**TASK TO COMPLETE**
Everything from the line that contains "Indicate each instance of the hazy" through the final line of the records should be written out exactly, and nothing outside that span.

START

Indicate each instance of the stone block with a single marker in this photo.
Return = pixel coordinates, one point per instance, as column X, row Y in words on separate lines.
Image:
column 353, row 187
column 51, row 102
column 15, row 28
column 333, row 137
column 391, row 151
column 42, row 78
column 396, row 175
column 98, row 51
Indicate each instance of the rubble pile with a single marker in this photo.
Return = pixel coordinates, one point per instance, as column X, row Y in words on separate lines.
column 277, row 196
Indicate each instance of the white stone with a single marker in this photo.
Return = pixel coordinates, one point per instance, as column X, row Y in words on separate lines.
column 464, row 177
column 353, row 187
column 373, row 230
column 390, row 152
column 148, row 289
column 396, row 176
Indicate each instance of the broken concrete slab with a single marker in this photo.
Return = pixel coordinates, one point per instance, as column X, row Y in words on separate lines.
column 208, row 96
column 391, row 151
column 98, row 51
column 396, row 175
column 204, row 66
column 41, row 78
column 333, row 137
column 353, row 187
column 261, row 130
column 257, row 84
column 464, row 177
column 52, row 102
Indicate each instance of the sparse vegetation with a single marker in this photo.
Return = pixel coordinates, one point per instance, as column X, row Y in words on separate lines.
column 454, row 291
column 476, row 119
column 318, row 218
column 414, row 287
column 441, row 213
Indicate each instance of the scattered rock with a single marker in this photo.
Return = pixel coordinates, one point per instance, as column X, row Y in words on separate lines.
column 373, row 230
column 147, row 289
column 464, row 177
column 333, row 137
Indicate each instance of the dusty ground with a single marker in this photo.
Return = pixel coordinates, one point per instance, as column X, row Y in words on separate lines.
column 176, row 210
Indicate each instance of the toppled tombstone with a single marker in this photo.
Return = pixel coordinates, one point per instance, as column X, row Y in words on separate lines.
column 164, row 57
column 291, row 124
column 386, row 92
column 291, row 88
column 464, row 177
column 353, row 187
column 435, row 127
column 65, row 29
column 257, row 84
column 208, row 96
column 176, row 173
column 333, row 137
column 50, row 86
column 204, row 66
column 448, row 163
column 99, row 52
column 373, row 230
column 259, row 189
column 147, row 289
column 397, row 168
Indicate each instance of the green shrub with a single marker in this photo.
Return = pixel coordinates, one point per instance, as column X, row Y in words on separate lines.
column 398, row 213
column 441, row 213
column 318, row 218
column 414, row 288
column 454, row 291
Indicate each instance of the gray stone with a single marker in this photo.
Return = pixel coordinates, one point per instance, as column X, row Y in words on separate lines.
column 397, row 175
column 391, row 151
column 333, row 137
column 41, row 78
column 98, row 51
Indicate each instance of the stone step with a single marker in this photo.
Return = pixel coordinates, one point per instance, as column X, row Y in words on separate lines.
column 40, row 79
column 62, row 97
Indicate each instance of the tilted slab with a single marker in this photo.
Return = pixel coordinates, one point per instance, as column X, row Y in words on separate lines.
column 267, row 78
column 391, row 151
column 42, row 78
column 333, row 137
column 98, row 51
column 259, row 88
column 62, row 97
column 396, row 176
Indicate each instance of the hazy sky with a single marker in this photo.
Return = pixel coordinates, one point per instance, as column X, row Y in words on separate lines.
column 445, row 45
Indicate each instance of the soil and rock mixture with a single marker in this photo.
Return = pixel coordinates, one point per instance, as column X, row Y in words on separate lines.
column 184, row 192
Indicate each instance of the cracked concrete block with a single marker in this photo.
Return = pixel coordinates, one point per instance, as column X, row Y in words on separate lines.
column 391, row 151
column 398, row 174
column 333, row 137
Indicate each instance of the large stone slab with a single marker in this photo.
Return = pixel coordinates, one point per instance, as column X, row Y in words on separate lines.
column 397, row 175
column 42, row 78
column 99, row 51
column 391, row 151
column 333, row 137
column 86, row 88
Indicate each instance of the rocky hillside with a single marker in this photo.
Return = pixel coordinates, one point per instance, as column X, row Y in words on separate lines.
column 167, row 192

END

**THE REPLY**
Indicate each instance of the hazy sky with a single marker in this photo.
Return = pixel coordinates, one point per instance, as column X, row Y in words on separate lines.
column 445, row 45
Indicate each instance of the soil and rock mixture with a single marker in this photo.
Return = pixel coordinates, one point per instance, as column X, row Y in words on separate lines.
column 184, row 192
Indicate each instance of the cracked concrete block with a single marker in this photo.
Return = pixel coordinates, one point per instance, as column X, row Y in words on separate lines.
column 391, row 151
column 398, row 174
column 333, row 137
Indicate each instance of the large stone slab with a single marker in this photo.
Return = pixel coordinates, one point per instance, as column X, row Y in words on separate lines.
column 397, row 175
column 42, row 78
column 99, row 51
column 391, row 151
column 333, row 137
column 86, row 88
Indicate each instance of the rocky hillside with a single marker in this photo.
Return = pixel coordinates, one point per instance, as column X, row Y in words on separate lines.
column 167, row 192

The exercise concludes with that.